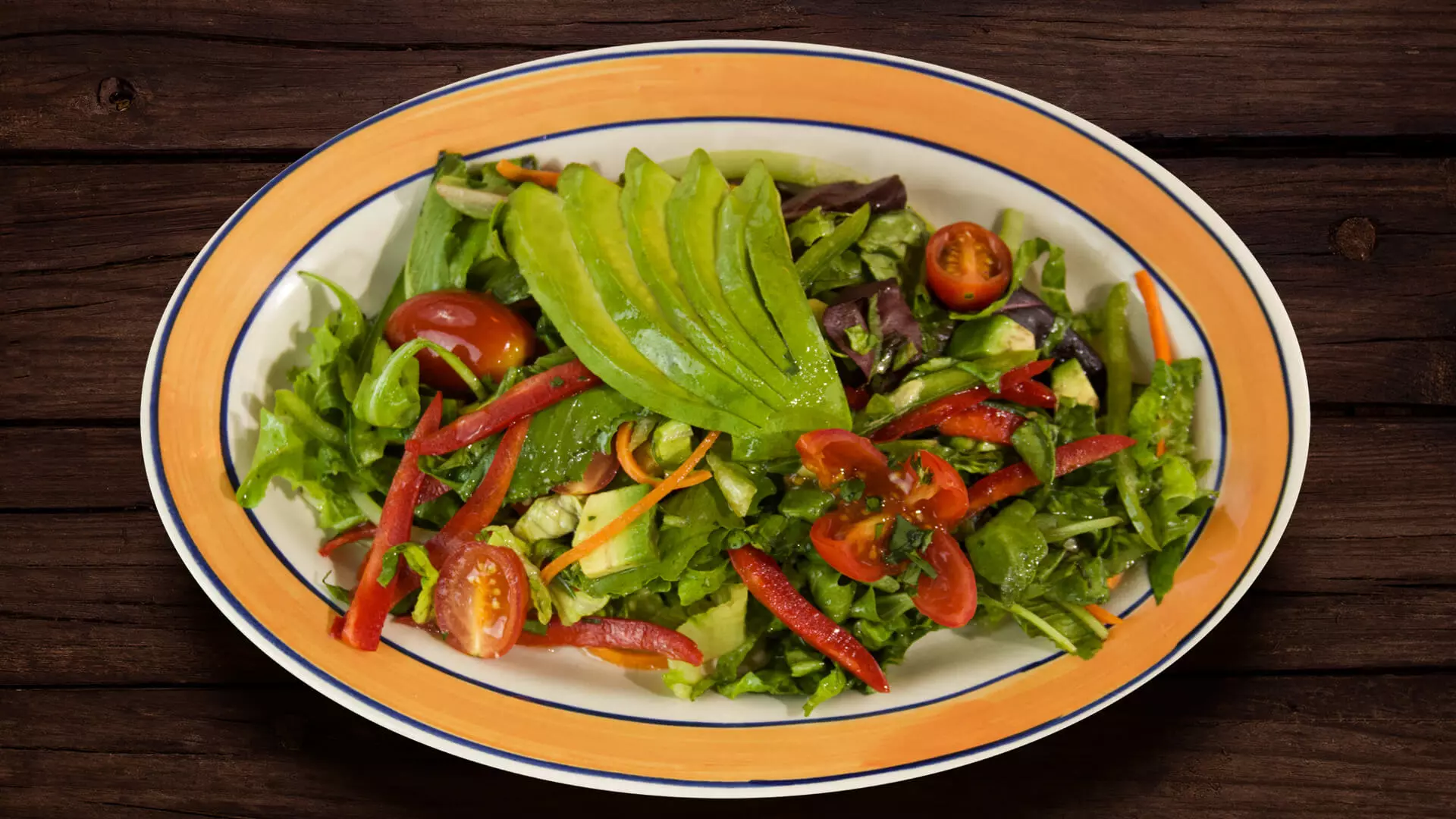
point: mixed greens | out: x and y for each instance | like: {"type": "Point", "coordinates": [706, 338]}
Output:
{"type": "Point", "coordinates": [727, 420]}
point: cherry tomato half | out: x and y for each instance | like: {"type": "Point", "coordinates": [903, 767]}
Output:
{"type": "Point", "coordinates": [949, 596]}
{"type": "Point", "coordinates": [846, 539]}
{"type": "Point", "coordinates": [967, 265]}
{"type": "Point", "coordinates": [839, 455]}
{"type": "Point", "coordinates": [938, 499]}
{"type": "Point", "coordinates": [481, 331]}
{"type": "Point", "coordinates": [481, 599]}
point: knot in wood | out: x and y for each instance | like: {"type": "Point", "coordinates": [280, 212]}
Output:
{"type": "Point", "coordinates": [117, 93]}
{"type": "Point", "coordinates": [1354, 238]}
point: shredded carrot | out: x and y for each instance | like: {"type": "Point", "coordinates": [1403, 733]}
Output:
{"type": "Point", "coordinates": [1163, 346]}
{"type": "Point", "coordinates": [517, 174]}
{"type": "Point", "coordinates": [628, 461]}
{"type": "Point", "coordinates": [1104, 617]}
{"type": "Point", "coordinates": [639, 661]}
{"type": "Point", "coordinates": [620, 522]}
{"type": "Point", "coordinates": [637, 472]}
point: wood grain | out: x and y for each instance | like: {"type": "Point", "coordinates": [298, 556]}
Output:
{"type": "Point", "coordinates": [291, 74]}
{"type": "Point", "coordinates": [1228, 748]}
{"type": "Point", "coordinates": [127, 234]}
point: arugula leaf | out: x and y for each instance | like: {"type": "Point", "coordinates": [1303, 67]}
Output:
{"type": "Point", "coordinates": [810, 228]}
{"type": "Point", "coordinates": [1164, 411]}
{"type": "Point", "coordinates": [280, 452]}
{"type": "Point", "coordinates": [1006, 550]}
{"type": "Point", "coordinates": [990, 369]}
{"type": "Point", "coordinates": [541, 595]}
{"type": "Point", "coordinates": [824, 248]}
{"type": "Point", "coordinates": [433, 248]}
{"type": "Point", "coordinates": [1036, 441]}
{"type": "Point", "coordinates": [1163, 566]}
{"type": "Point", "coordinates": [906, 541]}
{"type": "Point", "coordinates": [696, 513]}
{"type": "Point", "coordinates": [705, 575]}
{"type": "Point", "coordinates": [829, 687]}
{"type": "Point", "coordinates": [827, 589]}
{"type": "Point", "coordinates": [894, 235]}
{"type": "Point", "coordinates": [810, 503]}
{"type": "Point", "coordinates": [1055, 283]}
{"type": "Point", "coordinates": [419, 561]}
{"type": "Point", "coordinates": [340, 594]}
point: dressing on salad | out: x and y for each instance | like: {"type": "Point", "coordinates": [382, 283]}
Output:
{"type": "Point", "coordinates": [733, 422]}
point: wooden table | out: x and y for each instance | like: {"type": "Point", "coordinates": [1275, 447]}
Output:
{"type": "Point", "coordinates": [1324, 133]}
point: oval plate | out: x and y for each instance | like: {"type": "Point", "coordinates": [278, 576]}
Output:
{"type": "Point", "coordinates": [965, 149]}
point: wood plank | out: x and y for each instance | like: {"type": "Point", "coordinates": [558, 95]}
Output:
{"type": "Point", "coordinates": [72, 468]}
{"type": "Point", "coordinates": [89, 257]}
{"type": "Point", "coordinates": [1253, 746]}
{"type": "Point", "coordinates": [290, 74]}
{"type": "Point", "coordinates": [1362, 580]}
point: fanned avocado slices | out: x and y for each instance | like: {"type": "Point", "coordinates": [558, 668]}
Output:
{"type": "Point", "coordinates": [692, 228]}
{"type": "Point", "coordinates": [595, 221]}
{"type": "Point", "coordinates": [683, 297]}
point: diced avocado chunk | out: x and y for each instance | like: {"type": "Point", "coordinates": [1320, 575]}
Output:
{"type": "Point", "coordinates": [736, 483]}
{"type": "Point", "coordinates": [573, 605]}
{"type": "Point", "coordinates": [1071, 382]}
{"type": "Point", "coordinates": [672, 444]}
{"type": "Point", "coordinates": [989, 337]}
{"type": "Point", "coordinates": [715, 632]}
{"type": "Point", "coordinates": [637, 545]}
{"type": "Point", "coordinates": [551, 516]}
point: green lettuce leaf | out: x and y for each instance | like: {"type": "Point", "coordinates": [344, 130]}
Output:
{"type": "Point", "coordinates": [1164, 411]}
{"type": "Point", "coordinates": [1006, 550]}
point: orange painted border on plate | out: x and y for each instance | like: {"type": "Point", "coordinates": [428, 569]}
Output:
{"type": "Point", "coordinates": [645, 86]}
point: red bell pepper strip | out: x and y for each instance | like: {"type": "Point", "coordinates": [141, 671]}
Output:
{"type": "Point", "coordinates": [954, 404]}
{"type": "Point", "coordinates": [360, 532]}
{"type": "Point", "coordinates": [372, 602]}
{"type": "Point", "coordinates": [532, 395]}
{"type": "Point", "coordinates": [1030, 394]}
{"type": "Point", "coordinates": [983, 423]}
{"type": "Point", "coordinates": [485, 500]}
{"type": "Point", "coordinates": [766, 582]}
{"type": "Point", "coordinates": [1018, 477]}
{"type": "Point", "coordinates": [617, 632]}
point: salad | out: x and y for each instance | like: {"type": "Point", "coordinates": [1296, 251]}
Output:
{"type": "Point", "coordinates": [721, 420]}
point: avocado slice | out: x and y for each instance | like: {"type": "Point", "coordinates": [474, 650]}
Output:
--------------------
◆ **Exercise task**:
Reproduce everything from the line containing "point: salad |" down to the end of the material, requests included, and shift every coordinate in the answers by adding -64 to it. Leave the coordinates in the requests and their format samples unchanged.

◆ **The answer**:
point: salad | out: x and y for each instance | like: {"type": "Point", "coordinates": [1296, 251]}
Output:
{"type": "Point", "coordinates": [657, 356]}
point: avocado slice | out: x and y for each instance | like: {"type": "Point", "coordinates": [474, 650]}
Output:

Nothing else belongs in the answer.